--- Information Enclosed Below ---

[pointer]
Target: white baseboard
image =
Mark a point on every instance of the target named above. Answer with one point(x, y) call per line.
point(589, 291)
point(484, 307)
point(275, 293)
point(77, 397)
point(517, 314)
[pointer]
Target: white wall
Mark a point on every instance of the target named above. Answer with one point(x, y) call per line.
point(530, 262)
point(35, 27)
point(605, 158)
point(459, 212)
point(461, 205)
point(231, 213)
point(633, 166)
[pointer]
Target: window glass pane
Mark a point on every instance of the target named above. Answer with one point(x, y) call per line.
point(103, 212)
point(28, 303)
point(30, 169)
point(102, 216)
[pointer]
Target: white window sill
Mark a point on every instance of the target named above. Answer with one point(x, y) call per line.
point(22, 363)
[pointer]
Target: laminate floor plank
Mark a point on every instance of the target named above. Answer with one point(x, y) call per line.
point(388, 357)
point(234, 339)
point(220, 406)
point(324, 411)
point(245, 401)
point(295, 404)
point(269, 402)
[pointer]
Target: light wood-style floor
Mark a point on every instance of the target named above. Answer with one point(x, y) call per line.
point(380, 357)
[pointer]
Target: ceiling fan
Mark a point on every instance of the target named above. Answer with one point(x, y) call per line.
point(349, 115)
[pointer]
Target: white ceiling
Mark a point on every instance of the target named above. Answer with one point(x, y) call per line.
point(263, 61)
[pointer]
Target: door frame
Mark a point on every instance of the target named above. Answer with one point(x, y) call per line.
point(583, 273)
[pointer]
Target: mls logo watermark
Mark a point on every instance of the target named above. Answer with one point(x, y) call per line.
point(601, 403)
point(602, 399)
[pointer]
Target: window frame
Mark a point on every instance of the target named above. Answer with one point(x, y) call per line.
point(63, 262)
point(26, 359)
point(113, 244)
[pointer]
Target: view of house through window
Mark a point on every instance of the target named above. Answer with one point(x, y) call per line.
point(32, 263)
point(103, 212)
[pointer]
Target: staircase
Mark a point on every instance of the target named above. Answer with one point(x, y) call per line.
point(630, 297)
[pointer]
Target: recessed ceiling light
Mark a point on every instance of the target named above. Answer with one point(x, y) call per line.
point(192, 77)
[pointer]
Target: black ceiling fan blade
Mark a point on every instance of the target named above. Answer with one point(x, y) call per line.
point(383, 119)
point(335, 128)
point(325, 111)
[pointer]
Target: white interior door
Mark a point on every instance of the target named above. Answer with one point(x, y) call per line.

--- End of Enclosed Information ---

### [Work instruction]
The only acceptable answer is the full set of entries, repeated exactly.

### [Task result]
[pointer]
Target: white baseboard
image =
Mark a point on every instance of the target named above. Answer with one point(x, y) call per line.
point(589, 291)
point(484, 307)
point(275, 293)
point(77, 397)
point(517, 314)
[pointer]
Target: white wall
Mark a point on every instance of the target named above. Answer with one point(x, y) call per line.
point(530, 262)
point(35, 27)
point(605, 158)
point(459, 212)
point(461, 205)
point(231, 213)
point(633, 166)
[pointer]
Target: window glass pane
Mark a point on every instance of the target named above. Answer with one point(x, y) call per line.
point(103, 212)
point(28, 303)
point(30, 169)
point(102, 216)
[pointer]
Target: white window sill
Mark a point on every instance of the target named above. Answer with one point(x, y) call per line.
point(22, 363)
[pointer]
Target: laminate floor plank
Mark a point on every instance of the target named above. Answer with one point(x, y) call per line.
point(388, 357)
point(234, 339)
point(220, 406)
point(324, 411)
point(245, 401)
point(295, 404)
point(269, 402)
[pointer]
Target: light wood-style floor
Mark a point on every instance of the target named above. Answer with one point(x, y) call per line.
point(380, 357)
[pointer]
Target: ceiling fan
Mark a point on every instance of the target named above. Answer with one point(x, y) call per line.
point(349, 115)
[pointer]
Target: white ceiling
Mark a point on every instance of the target named above. Answer with one point(x, y) call per line.
point(263, 61)
[pointer]
Target: door frame
Mark a point on every instance of the target named above. Answer with one point(x, y) call per line.
point(583, 273)
[pointer]
Target: mls logo watermark
Mark a point on every instance of the target named above. Answer with one point(x, y) call per line.
point(601, 403)
point(602, 399)
[pointer]
Target: window frame
Mark a point on every instance of the target named above. Answer with one point(x, y) call per line.
point(63, 262)
point(26, 359)
point(113, 244)
[pointer]
Target: view of house through window
Mark a point on every instance of the target named above. Answer with one point(x, y) call per line.
point(32, 263)
point(103, 212)
[pointer]
Target: staircase
Mark a point on every instance of the target named above. Answer with one point(x, y) call per line.
point(630, 297)
[pointer]
Target: recessed ceiling light
Mark a point on every instance of the target named above. Answer with one point(x, y) call per line.
point(192, 77)
[pointer]
Target: black ceiling fan blade
Mark a point on every instance of the target named above. Answer with one point(x, y) call per line.
point(383, 119)
point(335, 128)
point(325, 111)
[pointer]
Target: white interior door
Mark a point on every instance of the target named above. Answer with one point(x, y) call per line.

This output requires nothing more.